§ **과제**: 아래 항목을 수정하시오. "dense forest"만 "pine forest"(으)로 바꾸고 나머지 줄은 그대로 다시 쓰시오.
+ + +
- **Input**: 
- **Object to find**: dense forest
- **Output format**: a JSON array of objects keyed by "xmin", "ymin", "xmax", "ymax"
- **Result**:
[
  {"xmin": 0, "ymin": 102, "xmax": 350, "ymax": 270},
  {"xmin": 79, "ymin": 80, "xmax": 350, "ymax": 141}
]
+ + +
§ **과제 답안**:
- **Input**: 
- **Object to find**: pine forest
- **Output format**: a JSON array of objects keyed by "xmin", "ymin", "xmax", "ymax"
- **Result**:
[
  {"xmin": 0, "ymin": 102, "xmax": 350, "ymax": 270},
  {"xmin": 79, "ymin": 80, "xmax": 350, "ymax": 141}
]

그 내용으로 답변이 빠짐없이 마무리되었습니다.